_Supplied passage_
— Begin —
Ham Braised In Wine Creates A Delicious Holiday Meal Centerpiece
Over the years I have served all manner of main courses for Christmas dinner. On some occasions I have prepared the most traditional dish, roast turkey, but other times beef tenderloin or a standing rib roast have been my choice.
This Christmas, ham braised in wine with aromatic vegetables will be the centerpiece of our holiday feast. To go with it, there will be fennel, roasted until crisp and sweet, a gratin of red skin potatoes baked with Gruyere cheese and herbs, and green beans mounded with caramelized onions.
Additional garnishes will include a tart cranberry chutney and peppered biscuits. For dessert, a pecan pie, fresh fruit marinated in red wine and ginger, and a dense chocolate-walnut layer cake will complete the offerings.
I decided to serve this special entree after finding a tattered recipe for ham braised in white wine tucked away in my files. Almost two decades ago I had prepared this dish from “Mastering the Art of French Cooking” for my cooking students. Seeing the recipe again brought back Proustian memories of its delicious flavors.
The original directions were several pages long, so I simplified them and made some changes. In the new version, the ham is baked, covered with sauteed carrots and onions, along with white wine and seasonings. During the last 15 minutes, I added a mustard and apple jelly glaze. Then the pan juices are turned into a delectable sauce.
This dish will easily serve 10 to 12 people. Should you have leftovers, the ham could be sliced for fine sandwiches or could be diced and added to an omelet or incorporated into a savory mushroom or spinach tart for post-holiday nibbling.
Christmas Ham Braised in White Wine with Vegetables
1 tablespoon unsalted butter
3/4 cup thinly sliced carrots
3/4 cup chopped onions
1 (5- to 6-pound) boneless cooked ham, or slightly larger cooked ham with bone in
4 cups dry white wine
6 sprigs parsley
2 bay leaves, broken in half
6 peppercorns, crushed
1/2 teaspoon dried thyme
Dash powdered cloves
1/4 cup apple jelly
3 tablespoons sweet hot mustard or Dijon mustard
2 cups low-sodium chicken stock
2-1/2 tablespoons cornstarch mixed with 2-1/2 tablespoons cold water
Bunch of fresh watercress, cleaned, for garnish
Heat butter in large heavy roasting pan over medium heat. When hot, add carrots and onions and saute, stirring, until softened, about 3 minutes.
— End —
_Data block_
— Begin —
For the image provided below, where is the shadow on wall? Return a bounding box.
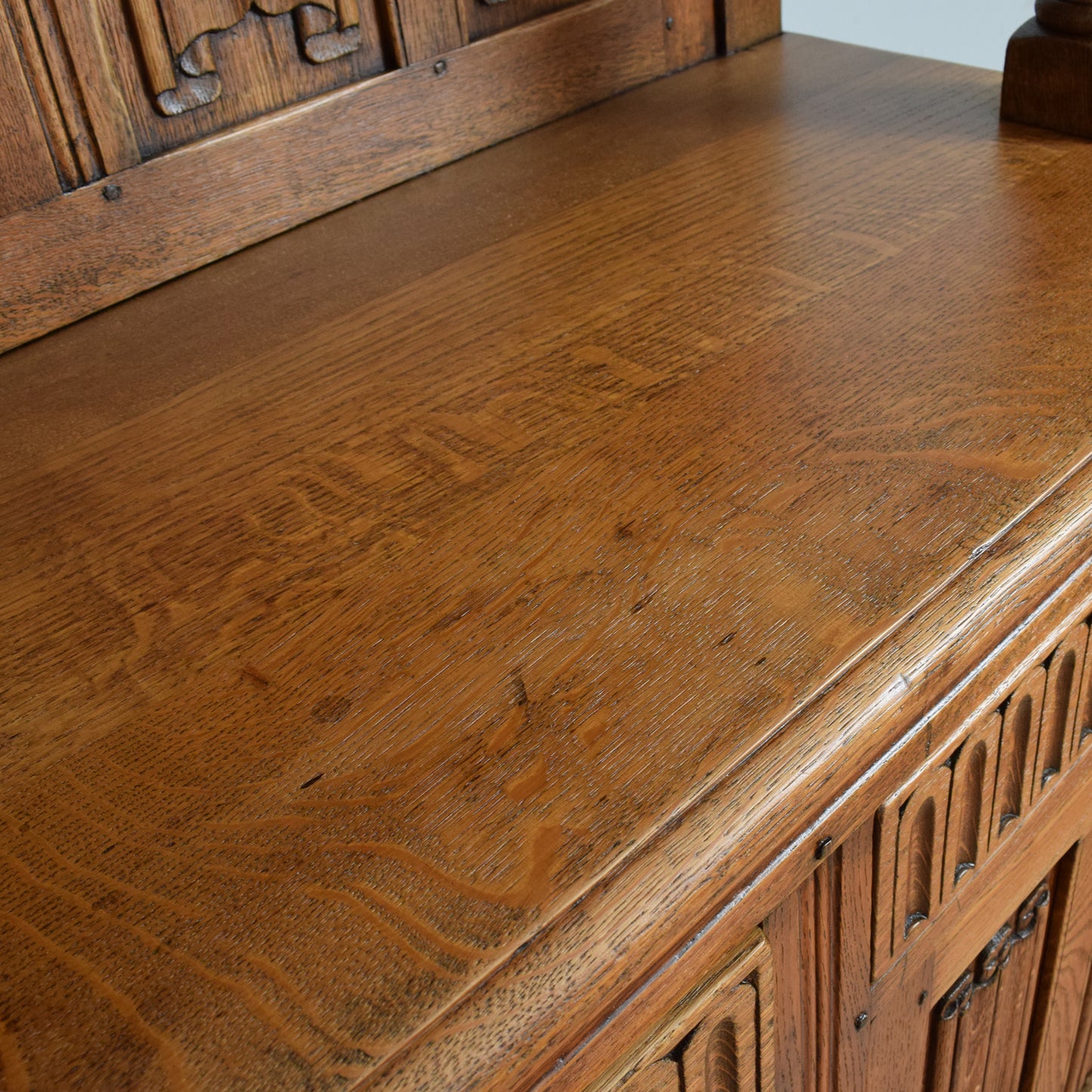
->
[783,0,1033,71]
— End —
List every dessert the ham braising article says will be served this Christmas. Rely only on the text for what follows.

- Pecan pie
- Fresh fruit marinated in red wine and ginger
- Dense chocolate-walnut layer cake